## [YOUR GOAL]
Provide an exact transcription of all the records.

## begin RECORDS

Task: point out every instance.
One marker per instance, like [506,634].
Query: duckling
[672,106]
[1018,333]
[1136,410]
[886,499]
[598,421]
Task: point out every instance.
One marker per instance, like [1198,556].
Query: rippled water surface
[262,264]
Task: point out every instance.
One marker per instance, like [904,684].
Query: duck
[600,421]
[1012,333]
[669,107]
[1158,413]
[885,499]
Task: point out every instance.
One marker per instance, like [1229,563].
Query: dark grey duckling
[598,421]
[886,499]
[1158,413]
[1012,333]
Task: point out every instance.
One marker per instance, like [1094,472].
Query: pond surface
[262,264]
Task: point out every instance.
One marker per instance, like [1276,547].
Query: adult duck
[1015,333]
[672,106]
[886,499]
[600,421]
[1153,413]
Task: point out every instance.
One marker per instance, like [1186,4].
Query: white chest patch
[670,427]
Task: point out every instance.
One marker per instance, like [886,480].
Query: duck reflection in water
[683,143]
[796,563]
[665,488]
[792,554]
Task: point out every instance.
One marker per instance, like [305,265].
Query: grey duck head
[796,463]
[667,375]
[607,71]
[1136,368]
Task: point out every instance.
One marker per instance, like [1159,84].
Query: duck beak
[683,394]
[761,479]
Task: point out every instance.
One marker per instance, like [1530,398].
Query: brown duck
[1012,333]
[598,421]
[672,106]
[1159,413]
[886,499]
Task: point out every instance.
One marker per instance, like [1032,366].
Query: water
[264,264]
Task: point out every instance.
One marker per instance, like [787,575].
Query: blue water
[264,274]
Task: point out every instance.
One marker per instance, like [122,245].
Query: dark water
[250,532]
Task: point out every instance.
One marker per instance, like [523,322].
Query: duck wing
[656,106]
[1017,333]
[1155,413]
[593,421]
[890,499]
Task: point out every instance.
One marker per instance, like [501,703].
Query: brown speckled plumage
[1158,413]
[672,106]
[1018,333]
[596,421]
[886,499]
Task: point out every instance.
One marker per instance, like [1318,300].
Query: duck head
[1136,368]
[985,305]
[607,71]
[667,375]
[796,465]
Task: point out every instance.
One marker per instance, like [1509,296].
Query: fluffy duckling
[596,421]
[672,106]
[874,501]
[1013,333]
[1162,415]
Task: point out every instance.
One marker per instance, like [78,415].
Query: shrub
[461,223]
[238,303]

## end RECORDS

## [REPLY]
Task: point out every instance.
One marker per instance, like [506,634].
Query: duckling
[672,106]
[1018,333]
[1136,410]
[886,499]
[598,421]
Task: point out every instance.
One marker per instance, like [1198,556].
Query: rippled water surface
[262,264]
Task: point out every instance.
One marker per instance, like [904,684].
Query: duck
[600,421]
[1012,333]
[669,107]
[1158,413]
[885,499]
Task: point out every instance.
One marker per instance, like [1229,563].
Query: dark grey duckling
[598,421]
[886,499]
[1158,413]
[1012,333]
Task: point out every instance.
One marker per instance, like [1094,472].
Query: pond surface
[262,264]
Task: point out every instance.
One marker per instance, like [1276,547].
Query: adult duck
[1015,333]
[672,106]
[886,499]
[600,421]
[1153,413]
Task: point out every instance.
One marker per instance, like [1186,4].
Query: white chest patch
[670,427]
Task: point out every instance.
One marker per instance, like [886,480].
Query: duck reflection in water
[683,143]
[796,563]
[665,488]
[792,554]
Task: point out every instance.
One marker per instance, like [305,265].
Query: grey duck head
[796,463]
[667,375]
[607,71]
[1136,368]
Task: point out every instance.
One marker per instance, like [1159,84].
Query: duck beak
[683,394]
[761,479]
Task: point out every instance.
One marker per instance, like [1530,398].
Query: brown duck
[1012,333]
[598,421]
[672,106]
[1159,413]
[886,499]
Task: point out every instance.
One marker per instance, like [1032,366].
Query: water
[264,264]
Task: point out every instance.
One marker per instance, like [787,575].
Query: blue water
[264,274]
Task: point out every instance.
One marker per instance, like [122,245].
Query: dark water
[250,532]
Task: point out every instance.
One marker per instance, like [523,322].
Query: duck wing
[656,106]
[1017,333]
[1155,413]
[593,421]
[890,499]
Task: point out every instance.
One marker per instance, like [501,703].
Query: brown speckled plumage
[1158,413]
[672,106]
[1018,333]
[596,421]
[886,499]
Task: point out every instance.
One marker per instance, like [1318,300].
Query: duck head
[1136,368]
[985,305]
[607,71]
[667,375]
[796,465]
Task: point out every instance.
One marker per instance, like [1509,296].
Query: fluffy duckling
[596,421]
[672,106]
[874,501]
[1013,333]
[1162,415]
Task: point out every instance.
One marker per instance, like [78,415].
Query: shrub
[461,223]
[238,303]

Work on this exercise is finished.